TASK DATA ->
****************************************

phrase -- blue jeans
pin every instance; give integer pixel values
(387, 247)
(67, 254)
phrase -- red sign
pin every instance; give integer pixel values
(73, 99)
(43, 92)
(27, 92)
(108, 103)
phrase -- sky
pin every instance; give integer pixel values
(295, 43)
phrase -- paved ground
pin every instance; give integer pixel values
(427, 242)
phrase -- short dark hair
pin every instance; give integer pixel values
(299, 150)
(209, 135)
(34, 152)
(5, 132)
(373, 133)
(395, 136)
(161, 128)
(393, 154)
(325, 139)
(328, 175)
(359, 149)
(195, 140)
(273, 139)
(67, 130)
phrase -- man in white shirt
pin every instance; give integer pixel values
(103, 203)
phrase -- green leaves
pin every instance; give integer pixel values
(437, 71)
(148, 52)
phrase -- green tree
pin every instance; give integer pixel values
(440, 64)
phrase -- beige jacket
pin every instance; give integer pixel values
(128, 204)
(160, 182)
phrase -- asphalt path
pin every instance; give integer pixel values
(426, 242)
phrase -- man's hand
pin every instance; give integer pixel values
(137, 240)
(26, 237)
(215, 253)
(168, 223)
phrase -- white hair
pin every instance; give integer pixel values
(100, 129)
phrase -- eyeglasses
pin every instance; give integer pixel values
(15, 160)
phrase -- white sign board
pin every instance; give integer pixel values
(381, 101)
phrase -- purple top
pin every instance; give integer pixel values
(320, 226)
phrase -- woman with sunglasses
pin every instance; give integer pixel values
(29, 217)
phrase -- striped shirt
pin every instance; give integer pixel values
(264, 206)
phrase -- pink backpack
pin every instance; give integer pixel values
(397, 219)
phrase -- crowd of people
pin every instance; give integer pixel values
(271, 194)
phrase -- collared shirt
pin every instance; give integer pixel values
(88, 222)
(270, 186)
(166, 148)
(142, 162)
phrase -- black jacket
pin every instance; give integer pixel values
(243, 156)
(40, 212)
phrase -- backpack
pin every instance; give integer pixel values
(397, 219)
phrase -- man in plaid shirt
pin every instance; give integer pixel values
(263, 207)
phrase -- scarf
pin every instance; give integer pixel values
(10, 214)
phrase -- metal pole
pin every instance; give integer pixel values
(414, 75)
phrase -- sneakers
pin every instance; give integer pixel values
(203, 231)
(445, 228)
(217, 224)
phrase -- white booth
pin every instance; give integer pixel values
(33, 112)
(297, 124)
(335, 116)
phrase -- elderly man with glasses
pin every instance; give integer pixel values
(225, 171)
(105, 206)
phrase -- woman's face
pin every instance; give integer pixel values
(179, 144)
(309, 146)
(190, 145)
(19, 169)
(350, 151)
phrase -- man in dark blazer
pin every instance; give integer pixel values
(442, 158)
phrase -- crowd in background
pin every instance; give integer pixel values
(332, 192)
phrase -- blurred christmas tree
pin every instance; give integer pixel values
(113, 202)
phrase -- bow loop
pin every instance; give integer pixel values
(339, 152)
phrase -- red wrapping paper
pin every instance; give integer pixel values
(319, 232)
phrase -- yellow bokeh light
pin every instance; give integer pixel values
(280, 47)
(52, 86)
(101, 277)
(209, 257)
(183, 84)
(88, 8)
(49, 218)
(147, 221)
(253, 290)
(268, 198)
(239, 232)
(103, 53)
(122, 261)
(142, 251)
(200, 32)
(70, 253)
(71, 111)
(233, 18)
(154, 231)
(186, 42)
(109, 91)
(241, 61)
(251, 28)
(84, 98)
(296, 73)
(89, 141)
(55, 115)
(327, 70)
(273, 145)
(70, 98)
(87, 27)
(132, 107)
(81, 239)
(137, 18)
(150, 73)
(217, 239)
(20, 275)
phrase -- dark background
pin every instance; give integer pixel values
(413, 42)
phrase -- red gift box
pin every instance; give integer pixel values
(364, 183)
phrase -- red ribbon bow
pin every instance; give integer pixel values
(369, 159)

****************************************

TO BE DONE -> Find the line containing "phrase -- scarf" in the material above. Print it and every line after it through the end, exactly and only those.

RESPONSE FOR THIS EXERCISE ->
phrase -- scarf
pin every instance; give integer pixel values
(10, 214)
phrase -- metal pole
pin every instance; give integer pixel values
(414, 75)
phrase -- sneakers
pin every instance; give integer pixel values
(203, 231)
(445, 228)
(217, 224)
phrase -- white booth
pin every instance; give integer pixel values
(33, 112)
(297, 124)
(335, 116)
phrase -- elderly man with glasses
pin every instance; give integer pixel values
(225, 171)
(105, 206)
phrase -- woman's face
pin every instance; give integer pixel values
(179, 144)
(309, 146)
(190, 145)
(19, 169)
(350, 151)
phrase -- man in dark blazer
pin every instance; give integer pixel values
(442, 158)
phrase -- crowd in background
pin every instance; give integer pixel values
(332, 192)
phrase -- blurred christmas tree
pin every instance; give integer pixel values
(113, 202)
phrase -- bow loop
pin every instance; give integer pixel values
(339, 152)
phrase -- red wrapping paper
pin every instance; give integer pixel values
(319, 232)
phrase -- yellow bokeh light
pin every instance; give integer pixel values
(280, 47)
(52, 86)
(101, 277)
(209, 257)
(183, 84)
(88, 8)
(49, 218)
(147, 221)
(253, 290)
(268, 198)
(239, 232)
(103, 53)
(122, 261)
(142, 251)
(200, 32)
(70, 253)
(71, 111)
(233, 18)
(154, 231)
(186, 42)
(109, 91)
(241, 61)
(251, 28)
(84, 98)
(296, 73)
(89, 141)
(55, 115)
(327, 70)
(273, 145)
(70, 98)
(87, 27)
(132, 107)
(81, 239)
(137, 18)
(150, 73)
(217, 239)
(20, 275)
phrase -- dark background
pin every instance; give integer pixel values
(413, 42)
phrase -- red gift box
pin every instance; give integer pixel values
(364, 183)
phrase -- red ribbon bow
pin every instance; give integer pixel values
(369, 159)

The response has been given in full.